— BEGIN Excerpted records —

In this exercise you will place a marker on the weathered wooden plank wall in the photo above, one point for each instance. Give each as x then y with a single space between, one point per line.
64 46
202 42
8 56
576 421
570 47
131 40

— END Excerpted records —

Render every line of the data above as a JSON array of strings, one string per line, omitting blank lines.

Full output ->
[
  "In this exercise you will place a marker on the weathered wooden plank wall in the photo above, one point for each instance. Give each as x then y with a single space between, one point per line.",
  "64 46",
  "202 42",
  "8 56",
  "576 421",
  "570 47",
  "131 40"
]